◆ Do this ◆
Copy word for word everything in the rows below, from the line containing "Mark the innermost point of each instance of the number" down to the final line. Include both of those lines and nothing else.

Entries from a point annotation set:

----------------

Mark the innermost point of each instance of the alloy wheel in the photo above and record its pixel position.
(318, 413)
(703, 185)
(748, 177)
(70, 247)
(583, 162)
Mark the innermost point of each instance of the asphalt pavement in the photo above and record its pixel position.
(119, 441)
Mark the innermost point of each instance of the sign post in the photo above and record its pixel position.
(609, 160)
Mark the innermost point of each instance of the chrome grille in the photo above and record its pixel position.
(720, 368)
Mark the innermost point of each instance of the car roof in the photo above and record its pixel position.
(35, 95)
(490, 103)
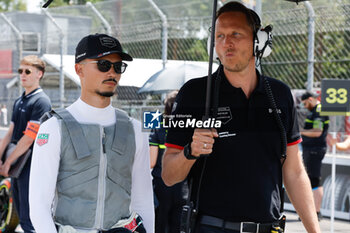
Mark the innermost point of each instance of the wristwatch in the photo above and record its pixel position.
(188, 152)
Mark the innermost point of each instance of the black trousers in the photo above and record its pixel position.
(168, 212)
(209, 229)
(20, 191)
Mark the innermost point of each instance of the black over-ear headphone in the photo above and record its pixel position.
(262, 38)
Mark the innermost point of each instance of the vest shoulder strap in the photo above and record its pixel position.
(75, 132)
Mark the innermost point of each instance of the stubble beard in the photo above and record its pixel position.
(105, 94)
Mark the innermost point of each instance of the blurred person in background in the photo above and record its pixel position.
(170, 199)
(24, 126)
(3, 115)
(91, 160)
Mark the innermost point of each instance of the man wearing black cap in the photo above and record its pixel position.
(314, 145)
(90, 170)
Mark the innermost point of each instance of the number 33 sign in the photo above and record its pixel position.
(335, 97)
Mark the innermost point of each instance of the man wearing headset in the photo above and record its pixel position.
(90, 171)
(237, 188)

----------------

◆ Expected output ◆
Mark the innermost point of each instance of the number 33 sign in the photo above and record its pixel position.
(335, 97)
Mark the innermost point of each instance of the man wearing headset in the photo above and record its pixel position.
(90, 171)
(237, 188)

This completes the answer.